## Aim
Rewrite the material below, putting "one on each line" in place of "one per line" wherever it occurs and leaving everything else unchanged.

[Dataset items]
-------------------------

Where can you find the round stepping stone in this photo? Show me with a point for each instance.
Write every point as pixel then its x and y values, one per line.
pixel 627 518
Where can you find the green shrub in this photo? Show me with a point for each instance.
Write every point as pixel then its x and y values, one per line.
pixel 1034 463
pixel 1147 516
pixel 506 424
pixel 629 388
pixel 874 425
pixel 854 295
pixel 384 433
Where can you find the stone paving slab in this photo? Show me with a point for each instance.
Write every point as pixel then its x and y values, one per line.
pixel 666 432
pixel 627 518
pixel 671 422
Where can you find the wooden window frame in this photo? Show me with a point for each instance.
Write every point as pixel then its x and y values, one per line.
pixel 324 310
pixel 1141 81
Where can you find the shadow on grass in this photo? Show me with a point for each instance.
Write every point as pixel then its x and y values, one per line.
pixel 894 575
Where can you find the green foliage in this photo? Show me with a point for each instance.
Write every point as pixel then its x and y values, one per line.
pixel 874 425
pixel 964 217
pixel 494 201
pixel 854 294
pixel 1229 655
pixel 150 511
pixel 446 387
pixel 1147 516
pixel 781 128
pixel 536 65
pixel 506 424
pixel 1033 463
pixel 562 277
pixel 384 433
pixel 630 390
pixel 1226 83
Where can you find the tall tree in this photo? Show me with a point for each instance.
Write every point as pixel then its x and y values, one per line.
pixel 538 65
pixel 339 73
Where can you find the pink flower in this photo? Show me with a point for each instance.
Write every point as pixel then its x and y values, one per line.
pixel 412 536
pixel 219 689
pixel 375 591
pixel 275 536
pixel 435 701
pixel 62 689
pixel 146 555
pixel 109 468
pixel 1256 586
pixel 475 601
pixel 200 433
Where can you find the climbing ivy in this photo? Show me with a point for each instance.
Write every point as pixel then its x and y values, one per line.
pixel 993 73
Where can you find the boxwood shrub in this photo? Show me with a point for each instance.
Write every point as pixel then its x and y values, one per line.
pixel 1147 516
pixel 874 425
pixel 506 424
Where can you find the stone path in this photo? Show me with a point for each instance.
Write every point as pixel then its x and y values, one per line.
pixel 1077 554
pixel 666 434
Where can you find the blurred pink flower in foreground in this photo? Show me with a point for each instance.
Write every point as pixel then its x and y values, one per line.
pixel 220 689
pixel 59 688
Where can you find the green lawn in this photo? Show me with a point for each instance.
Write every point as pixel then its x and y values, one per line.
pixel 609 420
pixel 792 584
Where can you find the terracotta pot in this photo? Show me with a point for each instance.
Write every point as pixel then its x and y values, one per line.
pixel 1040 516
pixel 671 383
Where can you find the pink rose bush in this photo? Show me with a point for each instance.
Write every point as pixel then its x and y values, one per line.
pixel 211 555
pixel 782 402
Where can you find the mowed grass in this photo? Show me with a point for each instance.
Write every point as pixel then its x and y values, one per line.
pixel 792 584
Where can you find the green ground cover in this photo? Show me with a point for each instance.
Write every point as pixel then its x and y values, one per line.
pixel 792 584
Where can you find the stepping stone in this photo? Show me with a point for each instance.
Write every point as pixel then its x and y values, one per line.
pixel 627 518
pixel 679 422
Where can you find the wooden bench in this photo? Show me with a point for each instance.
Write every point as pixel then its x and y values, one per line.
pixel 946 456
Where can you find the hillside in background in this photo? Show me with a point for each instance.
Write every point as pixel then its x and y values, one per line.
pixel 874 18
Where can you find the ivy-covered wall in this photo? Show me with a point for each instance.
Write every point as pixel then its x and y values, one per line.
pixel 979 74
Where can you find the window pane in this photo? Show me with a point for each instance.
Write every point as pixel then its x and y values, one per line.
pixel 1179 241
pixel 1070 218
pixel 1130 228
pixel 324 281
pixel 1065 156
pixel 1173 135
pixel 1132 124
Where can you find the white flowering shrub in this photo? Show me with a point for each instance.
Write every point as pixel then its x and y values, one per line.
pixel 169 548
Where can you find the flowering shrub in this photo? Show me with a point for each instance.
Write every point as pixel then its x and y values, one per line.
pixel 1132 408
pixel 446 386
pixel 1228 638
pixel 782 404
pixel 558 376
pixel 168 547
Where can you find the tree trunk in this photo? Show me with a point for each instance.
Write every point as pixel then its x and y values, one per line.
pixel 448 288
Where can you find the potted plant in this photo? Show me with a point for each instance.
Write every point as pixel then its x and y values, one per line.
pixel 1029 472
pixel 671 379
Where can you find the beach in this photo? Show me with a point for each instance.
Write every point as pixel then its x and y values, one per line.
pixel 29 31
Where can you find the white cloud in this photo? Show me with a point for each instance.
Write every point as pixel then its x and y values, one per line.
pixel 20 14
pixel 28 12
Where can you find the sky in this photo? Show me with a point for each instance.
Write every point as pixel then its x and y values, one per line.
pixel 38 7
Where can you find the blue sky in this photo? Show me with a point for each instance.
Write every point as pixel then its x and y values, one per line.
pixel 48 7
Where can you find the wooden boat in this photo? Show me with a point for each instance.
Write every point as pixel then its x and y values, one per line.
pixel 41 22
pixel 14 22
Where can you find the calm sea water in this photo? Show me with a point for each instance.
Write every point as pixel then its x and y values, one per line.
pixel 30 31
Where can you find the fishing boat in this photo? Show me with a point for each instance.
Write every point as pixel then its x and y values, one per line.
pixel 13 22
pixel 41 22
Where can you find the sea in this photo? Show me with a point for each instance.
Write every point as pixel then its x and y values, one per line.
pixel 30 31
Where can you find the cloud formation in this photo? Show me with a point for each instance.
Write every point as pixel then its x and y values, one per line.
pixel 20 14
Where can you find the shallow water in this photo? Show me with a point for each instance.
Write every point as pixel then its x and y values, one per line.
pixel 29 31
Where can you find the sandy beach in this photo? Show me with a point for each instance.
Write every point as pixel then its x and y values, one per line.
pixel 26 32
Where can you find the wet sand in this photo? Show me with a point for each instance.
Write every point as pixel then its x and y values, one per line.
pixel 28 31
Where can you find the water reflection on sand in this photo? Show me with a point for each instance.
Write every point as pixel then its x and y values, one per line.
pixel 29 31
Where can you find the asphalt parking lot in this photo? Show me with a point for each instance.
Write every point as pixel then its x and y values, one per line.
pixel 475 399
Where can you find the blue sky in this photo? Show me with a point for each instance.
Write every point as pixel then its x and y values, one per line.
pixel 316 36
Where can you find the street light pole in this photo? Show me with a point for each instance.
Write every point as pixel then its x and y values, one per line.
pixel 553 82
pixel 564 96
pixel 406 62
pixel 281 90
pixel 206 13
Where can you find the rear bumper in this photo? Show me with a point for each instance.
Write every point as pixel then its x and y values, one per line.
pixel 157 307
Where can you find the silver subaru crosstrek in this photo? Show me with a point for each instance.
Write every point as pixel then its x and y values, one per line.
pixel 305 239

-------------------------

## Written solution
Where can you find the round stepping stone in this photo? Show me with a point for each instance.
Write every point as pixel then its x and y values, one on each line.
pixel 627 518
Where can you find the green shrub in this photo? Show me with a point for each instance.
Write every point as pixel then its x and y values, one on each line.
pixel 1034 463
pixel 1147 516
pixel 506 424
pixel 629 388
pixel 874 425
pixel 854 295
pixel 384 433
Where can you find the stone paving slab in this photo? Show me with a point for each instance.
Write every point as pixel then its x and y values, one on each line.
pixel 666 432
pixel 627 518
pixel 671 422
Where can you find the wooden window frame in this photo? Show me with a point for each instance.
Write every point as pixel then its x and y values, one on each line.
pixel 324 310
pixel 1141 81
Where can you find the shadow on grass in this photo? Show me with a point for each instance.
Write every point as pixel then its x and y values, one on each line.
pixel 894 575
Where can you find the green foliage in this photo? Show me with a point for each instance.
Write every point as pixel then its x and y values, one on each line.
pixel 874 425
pixel 964 217
pixel 494 201
pixel 854 294
pixel 1229 655
pixel 150 511
pixel 446 387
pixel 1147 516
pixel 781 128
pixel 536 65
pixel 506 424
pixel 1033 463
pixel 562 277
pixel 384 433
pixel 630 390
pixel 1226 83
Where can you find the tall tree in this photo? Show me with a point for each instance.
Write every point as pixel then its x and y values, one on each line.
pixel 538 65
pixel 339 73
Where can you find the pink flower in this photo? Show me with a point for each instance.
Write every point as pixel then its x and y values, one on each line.
pixel 412 536
pixel 219 689
pixel 375 591
pixel 275 536
pixel 435 701
pixel 62 689
pixel 146 555
pixel 109 468
pixel 1256 586
pixel 475 601
pixel 200 433
Where can you find the climbing ivy in this photo? Show me with a point for each instance.
Write every point as pixel then its x and y values, one on each line.
pixel 993 73
Where can you find the boxwood shrub in this photo? Show me with a point for each instance.
Write every point as pixel then its x and y values, one on each line.
pixel 1147 516
pixel 874 425
pixel 506 424
Where can you find the stone path in this photo? Show me with a point for each instance.
Write every point as pixel then its x and y values, one on each line.
pixel 1077 554
pixel 666 434
Where can you find the blurred pink flower in foreground in this photo? Show me with a point for each instance.
Write every point as pixel then its x and y values, one on each line.
pixel 220 689
pixel 59 688
Where can you find the green lawn in this photo? Show me with a point for each instance.
Write every point as pixel then its x and y values, one on each line.
pixel 609 420
pixel 792 584
Where can you find the terracotta pot in this photo? Show me with a point for each instance.
Write every point as pixel then its x and y values, one on each line.
pixel 1040 516
pixel 671 383
Where can you find the pink rose bush in this photo? Show me with a point for each instance.
Write every point as pixel then its x and y values, one on each line.
pixel 211 555
pixel 782 402
Where can you find the mowed grass in this photo? Show me with a point for each instance.
Write every point as pixel then its x and y values, one on each line.
pixel 792 584
Where can you find the green ground cover in this photo? Show me with a point for each instance.
Write every point as pixel then its x and y values, one on each line.
pixel 792 584
Where can you find the stepping stone in this photo? Show me with a point for each instance.
Write every point as pixel then its x and y values, one on each line.
pixel 627 518
pixel 679 422
Where can you find the wooden bench in this photo? Show me with a point for each instance.
Write every point as pixel then its x and y values, one on each line.
pixel 946 456
Where can you find the hillside in background in this photo? Show me with a point for each instance.
Write every point as pixel then its x and y values, one on each line.
pixel 874 18
Where can you find the ivy-covered wall in this photo? Show me with a point for each instance.
Write every point as pixel then its x and y values, one on each line.
pixel 979 74
Where can you find the window pane in this photo? Show me with a point for each instance.
Write every point as pixel then its x and y values, one on each line.
pixel 1179 241
pixel 1070 218
pixel 1130 228
pixel 324 281
pixel 1065 156
pixel 1173 135
pixel 1132 124
Where can you find the white flowering shrub in this photo? Show me with a point for each instance.
Write every point as pixel then its x and y values, one on each line.
pixel 169 548
Where can you find the flowering shrub in this photo? Show me with a point for each instance.
Write every point as pixel then its x and y values, one on each line.
pixel 1132 408
pixel 446 386
pixel 1228 638
pixel 782 404
pixel 558 376
pixel 168 547
Where can you find the tree trunk in this photo? Show me with a point for each instance.
Write every point as pixel then its x and y values, one on each line.
pixel 448 288
Where can you find the potted plant in this photo? Show me with a point for each instance.
Write every point as pixel then its x and y values, one on each line.
pixel 1029 472
pixel 671 379
Where can you find the beach in this photo? Show me with a point for each instance.
Write every point as pixel then its x and y values, one on each line.
pixel 29 31
Where can you find the white cloud in this photo? Show me with a point for each instance.
Write every point as pixel then its x and y values, one on each line.
pixel 20 14
pixel 28 12
Where can you find the sky in this photo? Show me with a point for each instance.
Write every point as pixel then its x and y values, one on each line.
pixel 38 7
Where can you find the blue sky in this photo? Show me with a point for each instance.
Write every point as pixel then its x and y values, one on each line.
pixel 48 7
Where can you find the wooden boat in this photo? Show me with a point for each instance.
Write every point as pixel then its x and y values, one on each line.
pixel 41 22
pixel 14 22
Where can you find the calm sea water in this photo? Show me with a point for each instance.
Write every point as pixel then its x and y values, one on each line.
pixel 30 31
Where can you find the fishing boat in this photo? Show me with a point for each instance.
Write every point as pixel then its x and y values, one on each line.
pixel 13 22
pixel 41 22
Where can you find the sea in this photo? Show me with a point for each instance.
Write every point as pixel then its x and y values, one on each line.
pixel 30 31
Where can you find the cloud formation in this photo? Show me with a point for each instance.
Write every point as pixel then its x and y values, one on each line.
pixel 20 14
Where can you find the shallow water in this photo? Show me with a point for each instance.
Write every point as pixel then its x and y values, one on each line.
pixel 29 31
Where can you find the sandy beach in this photo? Show me with a point for each instance.
Write every point as pixel then its x and y values, one on each line.
pixel 26 32
Where can you find the wet sand in this photo? Show me with a point for each instance.
Write every point as pixel then its x and y values, one on each line.
pixel 28 31
Where can you find the water reflection on sand in this photo? Show me with a point for each instance.
Write every point as pixel then its x and y values, one on each line.
pixel 29 31
Where can you find the asphalt parking lot in this photo? Show me with a point for each instance.
Write every point as pixel then its x and y values, one on each line.
pixel 475 399
Where can you find the blue sky in this photo? Show me with a point for each instance.
Write every point as pixel then its x and y values, one on each line.
pixel 316 36
Where can you find the street light pole in this photo? Show me with a point for each instance.
Write every point as pixel then its x and y values, one on each line.
pixel 553 82
pixel 564 96
pixel 406 62
pixel 281 90
pixel 206 13
Where can you find the rear bumper in this photo? Show me with a point for each instance.
Write every point as pixel then its x and y values, one on each line.
pixel 157 307
Where can you find the silver subaru crosstrek in this photo? Show me with a point for each instance.
Write every point as pixel then its x and y values, one on each line.
pixel 305 239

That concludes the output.